• SUA TAREFA: Conte quantas linhas da listagem abaixo contêm a palavra "distant". Responda somente com o número.

╭─ LISTAGEM FORNECIDA

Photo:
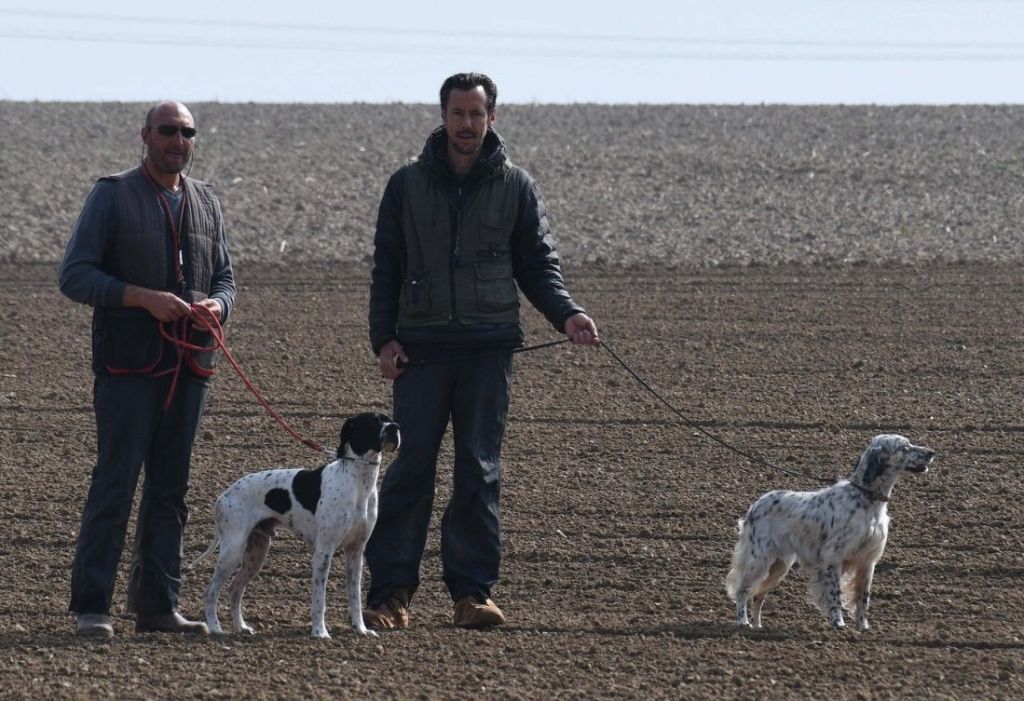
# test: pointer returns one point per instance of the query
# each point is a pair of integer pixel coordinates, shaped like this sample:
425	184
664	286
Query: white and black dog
837	534
331	507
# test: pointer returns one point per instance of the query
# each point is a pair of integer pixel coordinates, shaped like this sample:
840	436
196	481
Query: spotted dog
837	534
331	507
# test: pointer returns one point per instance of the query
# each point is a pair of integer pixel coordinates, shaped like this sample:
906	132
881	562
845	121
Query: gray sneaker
94	625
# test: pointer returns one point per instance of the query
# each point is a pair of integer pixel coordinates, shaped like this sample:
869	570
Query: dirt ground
619	518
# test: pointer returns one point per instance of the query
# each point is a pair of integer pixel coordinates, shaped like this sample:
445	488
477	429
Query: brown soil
619	517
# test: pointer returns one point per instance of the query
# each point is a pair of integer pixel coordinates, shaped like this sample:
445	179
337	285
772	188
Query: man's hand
213	305
388	358
581	329
166	306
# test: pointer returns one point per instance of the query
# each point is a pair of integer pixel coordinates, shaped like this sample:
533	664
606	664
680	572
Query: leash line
436	361
208	321
752	457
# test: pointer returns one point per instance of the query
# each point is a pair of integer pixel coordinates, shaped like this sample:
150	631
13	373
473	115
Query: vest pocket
416	298
129	342
496	289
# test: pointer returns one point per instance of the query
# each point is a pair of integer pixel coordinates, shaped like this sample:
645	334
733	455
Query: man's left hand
211	304
581	330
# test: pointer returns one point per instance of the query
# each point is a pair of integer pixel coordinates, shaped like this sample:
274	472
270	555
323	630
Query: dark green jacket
451	255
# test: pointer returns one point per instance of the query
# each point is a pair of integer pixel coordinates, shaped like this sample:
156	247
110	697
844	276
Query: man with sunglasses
148	244
460	232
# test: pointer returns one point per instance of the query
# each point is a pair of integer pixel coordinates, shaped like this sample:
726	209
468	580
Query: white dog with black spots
838	534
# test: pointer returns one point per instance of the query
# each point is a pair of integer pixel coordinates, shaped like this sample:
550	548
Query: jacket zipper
456	216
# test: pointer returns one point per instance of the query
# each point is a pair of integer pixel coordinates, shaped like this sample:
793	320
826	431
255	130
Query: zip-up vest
458	261
142	252
127	341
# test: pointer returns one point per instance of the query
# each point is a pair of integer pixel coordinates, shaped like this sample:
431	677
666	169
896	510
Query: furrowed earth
792	280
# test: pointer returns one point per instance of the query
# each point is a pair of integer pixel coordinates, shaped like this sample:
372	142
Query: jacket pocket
129	342
496	289
495	231
416	298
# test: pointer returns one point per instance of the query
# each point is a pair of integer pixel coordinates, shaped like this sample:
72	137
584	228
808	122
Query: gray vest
458	262
142	251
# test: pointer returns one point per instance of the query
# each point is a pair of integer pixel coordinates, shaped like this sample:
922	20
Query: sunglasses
172	129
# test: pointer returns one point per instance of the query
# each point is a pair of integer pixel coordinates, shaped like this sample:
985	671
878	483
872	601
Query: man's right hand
388	358
165	306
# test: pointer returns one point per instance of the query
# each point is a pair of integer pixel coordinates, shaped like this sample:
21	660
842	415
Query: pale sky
657	51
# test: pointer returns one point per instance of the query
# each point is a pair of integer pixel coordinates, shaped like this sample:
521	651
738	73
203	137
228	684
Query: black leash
693	425
689	422
398	362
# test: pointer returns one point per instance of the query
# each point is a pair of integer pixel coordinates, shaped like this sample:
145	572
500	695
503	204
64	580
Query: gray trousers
132	432
474	395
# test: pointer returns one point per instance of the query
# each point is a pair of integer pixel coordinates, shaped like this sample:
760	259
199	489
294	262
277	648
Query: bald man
148	244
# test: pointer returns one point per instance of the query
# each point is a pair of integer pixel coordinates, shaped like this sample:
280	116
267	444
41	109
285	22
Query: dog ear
343	439
872	465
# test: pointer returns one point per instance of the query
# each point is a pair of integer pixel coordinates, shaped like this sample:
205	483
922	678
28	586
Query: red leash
207	320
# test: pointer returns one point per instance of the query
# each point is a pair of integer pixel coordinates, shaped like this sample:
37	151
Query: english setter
331	507
837	534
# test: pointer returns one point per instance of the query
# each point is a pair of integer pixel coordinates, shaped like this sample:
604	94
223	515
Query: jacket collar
493	156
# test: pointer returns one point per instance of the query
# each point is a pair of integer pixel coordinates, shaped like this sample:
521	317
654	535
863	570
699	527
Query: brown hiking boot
390	614
470	613
93	625
169	622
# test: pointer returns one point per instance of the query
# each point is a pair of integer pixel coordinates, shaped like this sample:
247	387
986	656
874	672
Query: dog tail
740	555
211	549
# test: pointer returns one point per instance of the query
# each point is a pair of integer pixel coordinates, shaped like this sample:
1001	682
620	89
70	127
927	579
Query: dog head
368	435
889	455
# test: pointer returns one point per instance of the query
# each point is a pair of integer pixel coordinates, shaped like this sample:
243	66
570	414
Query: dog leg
322	569
749	577
778	570
231	552
827	579
353	586
862	595
256	550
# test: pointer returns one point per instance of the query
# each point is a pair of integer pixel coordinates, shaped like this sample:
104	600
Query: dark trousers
474	394
133	431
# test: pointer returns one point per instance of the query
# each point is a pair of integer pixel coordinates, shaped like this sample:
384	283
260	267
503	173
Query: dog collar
873	495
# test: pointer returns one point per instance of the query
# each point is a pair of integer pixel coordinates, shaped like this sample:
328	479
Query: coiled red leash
205	319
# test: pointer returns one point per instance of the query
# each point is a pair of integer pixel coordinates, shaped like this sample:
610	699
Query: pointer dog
838	534
331	507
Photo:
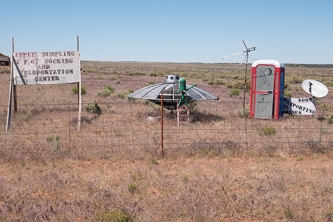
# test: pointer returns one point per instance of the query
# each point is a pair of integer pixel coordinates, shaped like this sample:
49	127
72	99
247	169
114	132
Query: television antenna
245	53
314	88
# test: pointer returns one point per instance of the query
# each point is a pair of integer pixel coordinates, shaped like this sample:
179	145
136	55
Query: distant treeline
310	65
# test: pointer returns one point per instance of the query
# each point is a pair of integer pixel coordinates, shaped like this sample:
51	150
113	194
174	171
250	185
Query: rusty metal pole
162	125
14	86
79	85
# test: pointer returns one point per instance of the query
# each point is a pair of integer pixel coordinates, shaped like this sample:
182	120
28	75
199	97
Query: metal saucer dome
169	90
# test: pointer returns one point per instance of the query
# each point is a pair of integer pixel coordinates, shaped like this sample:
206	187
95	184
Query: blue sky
291	31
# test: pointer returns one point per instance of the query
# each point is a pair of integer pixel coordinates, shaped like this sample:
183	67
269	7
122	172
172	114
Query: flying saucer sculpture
169	90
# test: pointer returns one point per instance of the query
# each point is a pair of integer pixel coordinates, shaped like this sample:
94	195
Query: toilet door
264	92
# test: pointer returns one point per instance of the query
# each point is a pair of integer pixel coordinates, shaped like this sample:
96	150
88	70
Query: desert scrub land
223	166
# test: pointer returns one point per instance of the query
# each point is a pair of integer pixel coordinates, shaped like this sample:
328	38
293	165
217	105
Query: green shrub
229	85
75	90
93	107
234	92
238	85
120	95
216	82
268	130
113	216
132	187
153	161
106	91
295	79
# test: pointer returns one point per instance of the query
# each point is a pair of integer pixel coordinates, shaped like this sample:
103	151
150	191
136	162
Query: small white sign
32	68
299	106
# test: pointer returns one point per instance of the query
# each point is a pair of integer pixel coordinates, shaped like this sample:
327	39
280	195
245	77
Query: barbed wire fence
122	130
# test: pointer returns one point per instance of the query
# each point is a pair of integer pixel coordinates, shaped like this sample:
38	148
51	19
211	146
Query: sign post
43	68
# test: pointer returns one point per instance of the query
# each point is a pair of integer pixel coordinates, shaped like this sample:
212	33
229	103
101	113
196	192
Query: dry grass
221	167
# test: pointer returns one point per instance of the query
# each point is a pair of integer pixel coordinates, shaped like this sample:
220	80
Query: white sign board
299	106
32	68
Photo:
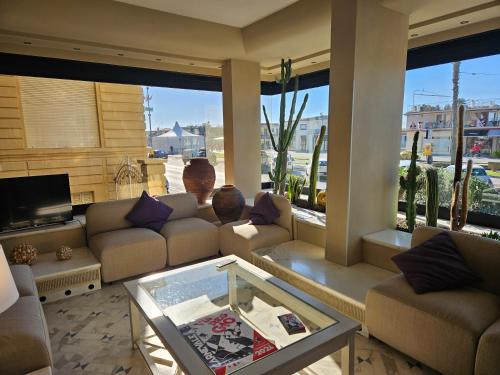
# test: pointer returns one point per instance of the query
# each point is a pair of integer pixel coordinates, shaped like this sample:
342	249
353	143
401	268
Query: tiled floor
90	334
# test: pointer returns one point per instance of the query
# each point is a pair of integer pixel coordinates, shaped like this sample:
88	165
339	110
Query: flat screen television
34	201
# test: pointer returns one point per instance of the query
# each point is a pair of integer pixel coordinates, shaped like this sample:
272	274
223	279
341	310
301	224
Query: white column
241	105
368	63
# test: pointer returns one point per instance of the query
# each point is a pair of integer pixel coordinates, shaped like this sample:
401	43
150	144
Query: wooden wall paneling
100	120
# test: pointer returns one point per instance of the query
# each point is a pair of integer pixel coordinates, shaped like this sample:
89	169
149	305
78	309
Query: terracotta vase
199	178
228	203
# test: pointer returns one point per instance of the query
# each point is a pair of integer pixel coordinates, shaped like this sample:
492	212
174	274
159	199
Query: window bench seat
304	266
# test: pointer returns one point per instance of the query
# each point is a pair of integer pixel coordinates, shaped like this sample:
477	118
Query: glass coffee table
227	316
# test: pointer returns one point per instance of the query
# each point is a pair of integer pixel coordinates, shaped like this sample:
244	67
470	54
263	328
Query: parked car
322	168
477	172
160	154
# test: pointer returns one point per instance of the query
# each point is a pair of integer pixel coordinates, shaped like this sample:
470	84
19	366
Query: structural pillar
241	106
368	64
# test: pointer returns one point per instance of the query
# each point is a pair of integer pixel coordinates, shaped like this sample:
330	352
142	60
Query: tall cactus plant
411	188
432	195
286	128
313	177
458	219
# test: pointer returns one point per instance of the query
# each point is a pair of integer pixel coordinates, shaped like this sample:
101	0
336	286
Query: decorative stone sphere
24	254
64	253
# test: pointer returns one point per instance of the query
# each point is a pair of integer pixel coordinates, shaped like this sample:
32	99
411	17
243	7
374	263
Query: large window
185	124
302	144
428	108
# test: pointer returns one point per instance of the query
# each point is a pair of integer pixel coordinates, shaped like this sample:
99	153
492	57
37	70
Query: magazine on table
225	341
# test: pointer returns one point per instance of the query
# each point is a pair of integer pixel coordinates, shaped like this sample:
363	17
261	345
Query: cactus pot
199	178
228	203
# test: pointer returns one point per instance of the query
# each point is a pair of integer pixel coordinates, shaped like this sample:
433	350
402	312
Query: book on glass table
226	342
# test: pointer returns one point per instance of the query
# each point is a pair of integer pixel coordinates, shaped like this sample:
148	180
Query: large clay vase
228	203
199	178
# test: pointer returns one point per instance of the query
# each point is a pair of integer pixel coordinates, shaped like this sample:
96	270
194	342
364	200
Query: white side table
56	279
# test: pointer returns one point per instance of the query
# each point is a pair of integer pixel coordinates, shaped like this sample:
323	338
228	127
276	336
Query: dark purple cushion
264	212
435	265
149	212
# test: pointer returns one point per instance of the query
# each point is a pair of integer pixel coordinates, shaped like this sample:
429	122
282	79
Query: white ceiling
237	13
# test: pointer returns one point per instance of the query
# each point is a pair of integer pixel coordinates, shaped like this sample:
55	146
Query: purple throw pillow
149	212
435	265
264	212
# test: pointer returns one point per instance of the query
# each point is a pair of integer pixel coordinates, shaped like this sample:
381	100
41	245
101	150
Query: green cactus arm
465	191
294	100
432	197
313	178
268	123
454	223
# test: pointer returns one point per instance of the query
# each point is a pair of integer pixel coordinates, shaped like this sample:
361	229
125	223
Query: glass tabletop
232	315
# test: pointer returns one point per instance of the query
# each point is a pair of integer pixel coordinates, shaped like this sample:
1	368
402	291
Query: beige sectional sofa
24	338
241	238
126	251
456	332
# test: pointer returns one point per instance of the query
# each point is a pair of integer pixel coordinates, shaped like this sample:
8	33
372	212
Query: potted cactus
459	218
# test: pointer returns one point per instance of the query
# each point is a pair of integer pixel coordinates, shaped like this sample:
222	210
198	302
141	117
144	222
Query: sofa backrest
183	204
481	254
108	216
284	207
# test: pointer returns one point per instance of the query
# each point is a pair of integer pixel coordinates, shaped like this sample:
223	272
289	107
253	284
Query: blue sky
195	107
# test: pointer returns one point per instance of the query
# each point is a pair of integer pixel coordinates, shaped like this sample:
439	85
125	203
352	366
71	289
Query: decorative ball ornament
64	253
24	254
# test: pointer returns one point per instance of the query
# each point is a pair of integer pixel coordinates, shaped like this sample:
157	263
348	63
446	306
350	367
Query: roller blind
59	113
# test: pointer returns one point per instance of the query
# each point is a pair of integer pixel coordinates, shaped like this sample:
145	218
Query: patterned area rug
90	334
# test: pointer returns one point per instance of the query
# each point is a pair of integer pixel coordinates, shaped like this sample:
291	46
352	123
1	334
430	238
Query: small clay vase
199	178
228	203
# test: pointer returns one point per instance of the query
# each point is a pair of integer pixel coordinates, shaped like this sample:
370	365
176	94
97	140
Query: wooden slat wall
91	170
122	113
11	121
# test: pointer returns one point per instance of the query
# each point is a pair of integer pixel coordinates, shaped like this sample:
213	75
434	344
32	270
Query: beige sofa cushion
440	329
108	216
128	252
481	254
488	351
190	239
23	277
284	207
24	339
241	237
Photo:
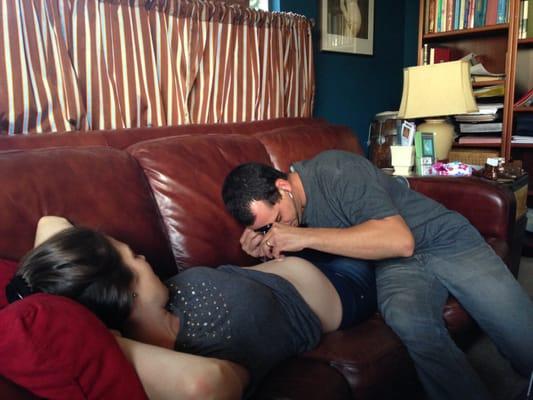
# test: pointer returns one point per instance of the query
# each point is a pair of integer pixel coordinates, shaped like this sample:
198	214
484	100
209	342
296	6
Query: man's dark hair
249	182
83	265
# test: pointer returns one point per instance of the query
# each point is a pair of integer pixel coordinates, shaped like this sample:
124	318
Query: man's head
258	195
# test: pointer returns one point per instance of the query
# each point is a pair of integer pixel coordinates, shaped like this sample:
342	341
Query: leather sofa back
100	187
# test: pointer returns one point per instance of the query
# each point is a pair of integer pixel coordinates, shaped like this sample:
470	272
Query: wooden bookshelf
525	42
497	48
480	31
523	109
489	83
477	145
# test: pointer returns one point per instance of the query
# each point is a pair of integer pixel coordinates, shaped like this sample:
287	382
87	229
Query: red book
431	16
492	12
449	15
442	54
471	12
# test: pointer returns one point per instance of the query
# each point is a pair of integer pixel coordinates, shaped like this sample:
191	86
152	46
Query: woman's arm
167	374
48	226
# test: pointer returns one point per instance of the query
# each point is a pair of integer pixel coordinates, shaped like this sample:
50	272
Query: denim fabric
354	281
411	296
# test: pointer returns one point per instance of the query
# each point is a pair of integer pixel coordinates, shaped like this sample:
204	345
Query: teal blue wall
351	88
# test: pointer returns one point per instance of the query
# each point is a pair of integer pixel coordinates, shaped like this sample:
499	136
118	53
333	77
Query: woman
253	317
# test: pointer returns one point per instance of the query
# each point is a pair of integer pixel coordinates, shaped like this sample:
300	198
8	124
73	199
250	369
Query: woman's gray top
252	318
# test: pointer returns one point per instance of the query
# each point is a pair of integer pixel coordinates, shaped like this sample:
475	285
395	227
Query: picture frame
425	152
347	26
408	133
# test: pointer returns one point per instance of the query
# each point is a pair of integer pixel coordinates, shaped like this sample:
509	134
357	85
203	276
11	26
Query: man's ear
283	184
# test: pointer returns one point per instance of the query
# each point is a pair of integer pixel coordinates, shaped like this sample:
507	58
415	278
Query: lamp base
443	131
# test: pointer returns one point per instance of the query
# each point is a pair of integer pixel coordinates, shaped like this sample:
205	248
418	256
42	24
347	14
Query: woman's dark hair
249	182
83	265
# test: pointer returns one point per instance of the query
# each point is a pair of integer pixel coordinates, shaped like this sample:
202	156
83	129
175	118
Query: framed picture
347	26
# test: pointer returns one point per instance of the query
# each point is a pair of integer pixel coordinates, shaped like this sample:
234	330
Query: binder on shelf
481	127
526	100
424	152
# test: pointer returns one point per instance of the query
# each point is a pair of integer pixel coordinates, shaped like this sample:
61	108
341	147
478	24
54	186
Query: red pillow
7	270
57	349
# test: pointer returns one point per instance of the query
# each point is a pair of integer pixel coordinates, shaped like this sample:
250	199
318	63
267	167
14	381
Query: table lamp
433	92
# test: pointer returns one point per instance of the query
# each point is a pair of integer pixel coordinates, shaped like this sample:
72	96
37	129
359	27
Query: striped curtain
87	64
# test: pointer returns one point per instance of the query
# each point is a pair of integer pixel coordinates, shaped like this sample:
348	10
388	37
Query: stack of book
449	15
483	126
526	100
523	132
525	22
524	128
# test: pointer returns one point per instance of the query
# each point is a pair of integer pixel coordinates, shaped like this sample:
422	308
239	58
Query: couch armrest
8	390
489	206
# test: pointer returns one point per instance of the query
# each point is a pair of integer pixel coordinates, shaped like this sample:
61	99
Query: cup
403	159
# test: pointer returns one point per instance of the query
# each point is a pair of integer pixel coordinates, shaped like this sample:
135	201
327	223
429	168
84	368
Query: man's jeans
411	296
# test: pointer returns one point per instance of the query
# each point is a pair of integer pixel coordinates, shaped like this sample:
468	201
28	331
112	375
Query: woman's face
146	285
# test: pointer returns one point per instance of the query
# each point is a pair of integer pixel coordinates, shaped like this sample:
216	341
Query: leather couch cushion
57	349
186	175
100	187
294	143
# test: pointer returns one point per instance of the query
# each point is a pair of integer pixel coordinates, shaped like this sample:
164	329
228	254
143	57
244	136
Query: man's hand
282	238
253	244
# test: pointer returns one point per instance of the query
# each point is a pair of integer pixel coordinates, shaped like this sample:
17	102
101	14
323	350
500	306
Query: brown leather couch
158	189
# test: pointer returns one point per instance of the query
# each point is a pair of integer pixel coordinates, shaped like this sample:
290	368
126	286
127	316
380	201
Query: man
423	253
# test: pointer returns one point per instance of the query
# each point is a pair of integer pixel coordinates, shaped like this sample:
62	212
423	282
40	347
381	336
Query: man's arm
375	239
167	374
48	226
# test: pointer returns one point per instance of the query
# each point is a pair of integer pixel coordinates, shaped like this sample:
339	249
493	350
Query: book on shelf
529	29
424	152
489	91
448	15
438	55
524	124
492	12
502	11
480	127
488	78
477	69
526	100
479	139
521	139
480	13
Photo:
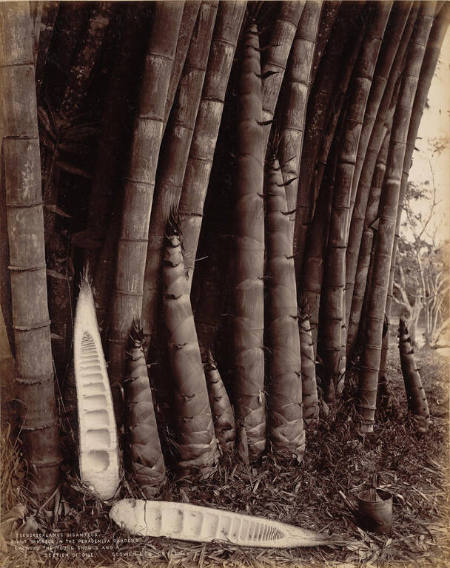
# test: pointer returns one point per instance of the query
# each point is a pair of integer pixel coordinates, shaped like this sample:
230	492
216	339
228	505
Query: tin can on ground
375	511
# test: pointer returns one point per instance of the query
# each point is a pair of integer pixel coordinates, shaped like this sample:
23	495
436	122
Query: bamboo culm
297	90
21	176
310	397
415	394
277	54
198	169
196	442
386	230
334	277
143	445
286	431
248	289
139	187
174	158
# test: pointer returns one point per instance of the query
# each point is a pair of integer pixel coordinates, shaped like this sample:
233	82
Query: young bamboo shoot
144	448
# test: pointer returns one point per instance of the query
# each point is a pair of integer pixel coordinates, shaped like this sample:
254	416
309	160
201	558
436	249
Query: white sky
436	124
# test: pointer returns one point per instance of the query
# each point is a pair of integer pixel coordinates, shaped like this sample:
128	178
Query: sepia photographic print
224	283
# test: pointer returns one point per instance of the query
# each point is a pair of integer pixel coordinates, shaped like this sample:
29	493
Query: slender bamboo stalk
361	277
286	431
391	42
415	394
388	214
222	411
198	169
188	22
21	179
277	54
310	396
334	276
139	186
7	376
174	158
196	442
328	17
357	224
313	266
345	32
248	290
297	90
116	127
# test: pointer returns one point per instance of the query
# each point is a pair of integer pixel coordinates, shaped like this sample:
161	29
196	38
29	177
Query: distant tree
421	283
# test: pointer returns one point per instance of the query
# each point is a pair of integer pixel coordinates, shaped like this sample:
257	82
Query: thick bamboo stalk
198	169
194	429
7	376
388	213
248	289
328	15
391	42
334	276
357	224
345	31
139	186
21	180
415	394
174	158
285	419
188	22
365	249
310	395
298	81
116	126
276	57
222	411
144	448
310	286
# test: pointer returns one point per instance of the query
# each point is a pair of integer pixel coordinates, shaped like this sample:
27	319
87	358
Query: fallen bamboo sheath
184	521
98	446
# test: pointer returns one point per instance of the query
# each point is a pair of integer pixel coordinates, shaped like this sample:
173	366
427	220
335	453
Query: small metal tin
375	515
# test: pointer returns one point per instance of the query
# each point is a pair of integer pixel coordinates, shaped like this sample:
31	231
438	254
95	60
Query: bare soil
319	494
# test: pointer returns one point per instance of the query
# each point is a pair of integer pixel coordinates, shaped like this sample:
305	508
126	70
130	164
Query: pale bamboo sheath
21	185
388	214
139	186
201	154
286	431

╰─

• RESPOSTA AO EXERCÍCIO: 2